Courier Report 291021

Date Published 
Mon 8 Nov 2021

Please, could you please arrange greater opportunities for us to improve our photography by holding more practical evenings?” is a plea often heard from members of the Society. It was extremely gratifying, therefore, to witness such a supportive turnout last Wednesday. The hard-working Committee had responded positively by staging an evening on indoor photography at the St John Ambulance HQ, using different types of artificial lighting. It was very obvious on entering our meeting room that they had gone to a great deal of trouble re-arranging everything in advance and erecting tripods and suitably artistic backdrops!

Long before members had arrived, our current President, Tony Curtis, ably assisted by Nigel Owen and Jeremy Broome-Smith, had been busy setting up the meeting room with blackout blinds and all of the necessary equipment for two different set-ups. These, in summary, were constant LED lighting and traditional studio lighting. There was, in addition, off-camera flash gun lighting, utilising a transmitter on the camera’s hot shoe.

* * * * * * * * *

__Task brief__.
Reproduce the entire photography society report above, word for word. The items are not needed for this work.

__Entries supplied__.
* * * * * * * * *

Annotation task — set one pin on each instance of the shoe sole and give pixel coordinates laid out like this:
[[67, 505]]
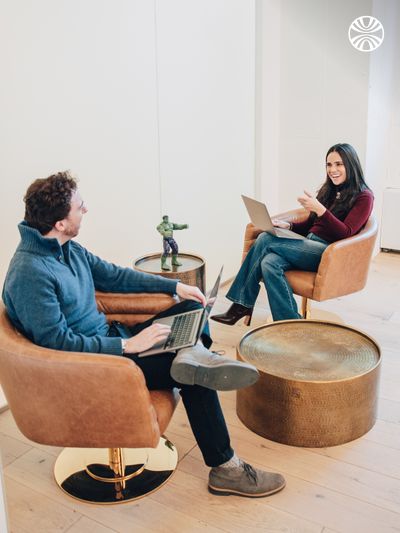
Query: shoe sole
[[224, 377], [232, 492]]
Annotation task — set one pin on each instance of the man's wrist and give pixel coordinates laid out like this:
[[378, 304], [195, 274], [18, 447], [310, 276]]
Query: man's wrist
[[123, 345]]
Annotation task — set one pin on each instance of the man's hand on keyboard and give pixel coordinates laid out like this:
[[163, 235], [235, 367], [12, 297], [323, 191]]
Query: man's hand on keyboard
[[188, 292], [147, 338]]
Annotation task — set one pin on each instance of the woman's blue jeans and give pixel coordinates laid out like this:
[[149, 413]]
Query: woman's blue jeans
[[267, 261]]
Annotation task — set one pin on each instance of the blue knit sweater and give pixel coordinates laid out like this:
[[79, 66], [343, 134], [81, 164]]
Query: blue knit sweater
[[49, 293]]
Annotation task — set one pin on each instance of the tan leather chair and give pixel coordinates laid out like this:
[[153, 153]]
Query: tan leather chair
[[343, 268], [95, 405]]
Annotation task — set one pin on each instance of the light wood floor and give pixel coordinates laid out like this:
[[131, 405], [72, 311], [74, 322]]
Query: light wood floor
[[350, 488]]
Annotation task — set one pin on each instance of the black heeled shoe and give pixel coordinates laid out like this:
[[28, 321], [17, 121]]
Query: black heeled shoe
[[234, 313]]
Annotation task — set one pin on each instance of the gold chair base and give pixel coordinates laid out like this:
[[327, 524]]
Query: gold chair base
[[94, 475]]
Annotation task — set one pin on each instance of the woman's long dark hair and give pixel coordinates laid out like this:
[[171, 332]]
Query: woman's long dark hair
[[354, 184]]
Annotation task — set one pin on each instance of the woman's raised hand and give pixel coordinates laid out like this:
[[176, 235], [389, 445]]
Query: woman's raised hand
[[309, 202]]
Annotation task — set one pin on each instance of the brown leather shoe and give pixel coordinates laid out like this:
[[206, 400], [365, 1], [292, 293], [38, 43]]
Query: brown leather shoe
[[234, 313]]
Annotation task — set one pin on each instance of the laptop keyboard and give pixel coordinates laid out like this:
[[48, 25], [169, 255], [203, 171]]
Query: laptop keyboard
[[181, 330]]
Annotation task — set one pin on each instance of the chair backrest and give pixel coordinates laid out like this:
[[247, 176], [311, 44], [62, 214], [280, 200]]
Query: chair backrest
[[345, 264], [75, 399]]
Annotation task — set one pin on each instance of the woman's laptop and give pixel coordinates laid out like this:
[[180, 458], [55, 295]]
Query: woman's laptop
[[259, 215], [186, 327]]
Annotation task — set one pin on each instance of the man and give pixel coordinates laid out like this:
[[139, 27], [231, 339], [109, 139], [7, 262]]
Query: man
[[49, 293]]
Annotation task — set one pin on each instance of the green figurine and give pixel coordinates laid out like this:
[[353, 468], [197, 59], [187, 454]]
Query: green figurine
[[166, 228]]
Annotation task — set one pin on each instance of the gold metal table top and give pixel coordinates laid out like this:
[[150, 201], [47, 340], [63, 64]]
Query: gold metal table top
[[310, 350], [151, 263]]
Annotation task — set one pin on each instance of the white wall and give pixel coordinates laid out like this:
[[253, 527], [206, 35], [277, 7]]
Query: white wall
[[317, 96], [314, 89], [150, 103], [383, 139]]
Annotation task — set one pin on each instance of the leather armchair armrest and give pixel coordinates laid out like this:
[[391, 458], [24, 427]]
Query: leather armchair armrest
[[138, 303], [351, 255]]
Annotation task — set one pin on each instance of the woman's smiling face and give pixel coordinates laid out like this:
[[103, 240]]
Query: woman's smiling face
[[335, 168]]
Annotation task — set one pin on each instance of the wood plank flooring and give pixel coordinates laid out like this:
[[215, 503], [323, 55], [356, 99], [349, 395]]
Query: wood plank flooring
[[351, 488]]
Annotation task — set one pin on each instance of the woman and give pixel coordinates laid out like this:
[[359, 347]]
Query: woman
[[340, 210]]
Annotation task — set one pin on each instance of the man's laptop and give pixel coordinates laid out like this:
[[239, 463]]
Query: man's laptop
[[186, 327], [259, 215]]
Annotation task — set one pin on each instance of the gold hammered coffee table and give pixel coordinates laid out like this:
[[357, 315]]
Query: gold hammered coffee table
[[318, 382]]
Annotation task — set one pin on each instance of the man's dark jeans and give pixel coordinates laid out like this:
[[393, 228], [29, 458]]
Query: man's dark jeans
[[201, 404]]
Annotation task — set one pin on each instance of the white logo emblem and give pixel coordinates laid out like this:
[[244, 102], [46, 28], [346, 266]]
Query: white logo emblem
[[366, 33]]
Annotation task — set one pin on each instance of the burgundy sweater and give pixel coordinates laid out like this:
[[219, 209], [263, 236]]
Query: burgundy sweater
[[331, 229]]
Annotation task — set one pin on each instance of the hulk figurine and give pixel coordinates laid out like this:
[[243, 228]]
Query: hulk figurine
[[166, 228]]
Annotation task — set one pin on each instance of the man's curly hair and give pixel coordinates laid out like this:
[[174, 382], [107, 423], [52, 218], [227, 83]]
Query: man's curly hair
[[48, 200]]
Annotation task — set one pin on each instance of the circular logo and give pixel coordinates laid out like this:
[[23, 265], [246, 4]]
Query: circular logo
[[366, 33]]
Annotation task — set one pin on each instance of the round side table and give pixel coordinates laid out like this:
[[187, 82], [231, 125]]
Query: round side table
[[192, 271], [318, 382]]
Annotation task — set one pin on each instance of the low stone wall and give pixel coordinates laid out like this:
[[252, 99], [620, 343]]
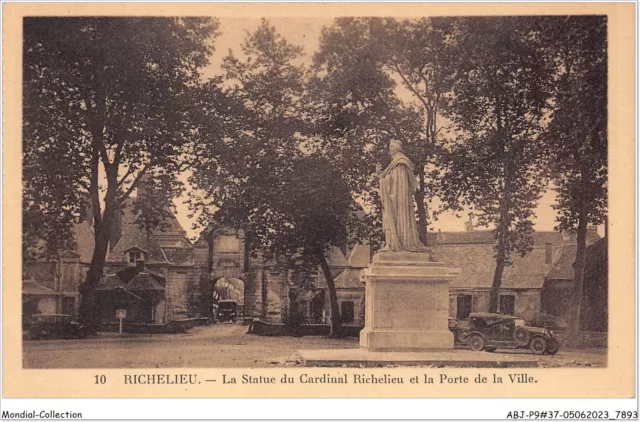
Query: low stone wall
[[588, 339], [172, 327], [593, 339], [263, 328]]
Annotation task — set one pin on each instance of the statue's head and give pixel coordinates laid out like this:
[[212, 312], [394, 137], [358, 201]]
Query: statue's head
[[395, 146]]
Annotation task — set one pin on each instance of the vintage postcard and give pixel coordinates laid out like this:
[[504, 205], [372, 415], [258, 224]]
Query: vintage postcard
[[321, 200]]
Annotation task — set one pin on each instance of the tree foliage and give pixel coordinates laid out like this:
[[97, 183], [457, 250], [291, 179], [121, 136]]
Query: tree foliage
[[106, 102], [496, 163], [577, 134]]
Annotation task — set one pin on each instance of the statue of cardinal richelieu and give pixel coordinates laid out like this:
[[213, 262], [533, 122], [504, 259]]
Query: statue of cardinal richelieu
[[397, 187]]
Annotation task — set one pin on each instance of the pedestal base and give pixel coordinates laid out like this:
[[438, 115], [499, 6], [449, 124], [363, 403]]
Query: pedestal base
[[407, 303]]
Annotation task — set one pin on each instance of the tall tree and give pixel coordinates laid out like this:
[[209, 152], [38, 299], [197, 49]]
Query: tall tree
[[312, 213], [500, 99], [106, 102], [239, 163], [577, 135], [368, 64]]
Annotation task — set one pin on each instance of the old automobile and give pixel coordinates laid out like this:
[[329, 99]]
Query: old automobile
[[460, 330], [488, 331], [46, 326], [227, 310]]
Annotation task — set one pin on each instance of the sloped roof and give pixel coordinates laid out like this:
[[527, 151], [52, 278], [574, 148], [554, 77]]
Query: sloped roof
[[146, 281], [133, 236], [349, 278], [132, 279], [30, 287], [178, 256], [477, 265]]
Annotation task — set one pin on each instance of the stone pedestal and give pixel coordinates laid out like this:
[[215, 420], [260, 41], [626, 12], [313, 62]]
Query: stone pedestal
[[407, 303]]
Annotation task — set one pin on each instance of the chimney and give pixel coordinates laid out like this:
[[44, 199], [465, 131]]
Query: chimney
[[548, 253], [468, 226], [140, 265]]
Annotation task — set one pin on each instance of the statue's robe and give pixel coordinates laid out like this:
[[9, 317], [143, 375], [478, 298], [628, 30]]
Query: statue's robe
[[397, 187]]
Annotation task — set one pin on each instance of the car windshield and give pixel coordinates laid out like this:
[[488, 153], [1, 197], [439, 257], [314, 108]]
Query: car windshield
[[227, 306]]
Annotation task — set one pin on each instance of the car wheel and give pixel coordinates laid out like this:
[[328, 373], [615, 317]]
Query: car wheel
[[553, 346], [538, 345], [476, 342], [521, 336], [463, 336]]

* * * * * * * * *

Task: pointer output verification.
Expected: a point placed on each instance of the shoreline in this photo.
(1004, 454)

* * * * * * * * *

__Response to the task__.
Courier Report 291021

Date Published 
Mon 8 Nov 2021

Please, could you please arrange greater opportunities for us to improve our photography by holding more practical evenings?” is a plea often heard from members of the Society. It was extremely gratifying, therefore, to witness such a supportive turnout last Wednesday. The hard-working Committee had responded positively by staging an evening on indoor photography at the St John Ambulance HQ, using different types of artificial lighting. It was very obvious on entering our meeting room that they had gone to a great deal of trouble re-arranging everything in advance and erecting tripods and suitably artistic backdrops!

Long before members had arrived, our current President, Tony Curtis, ably assisted by Nigel Owen and Jeremy Broome-Smith, had been busy setting up the meeting room with blackout blinds and all of the necessary equipment for two different set-ups. These, in summary, were constant LED lighting and traditional studio lighting. There was, in addition, off-camera flash gun lighting, utilising a transmitter on the camera’s hot shoe.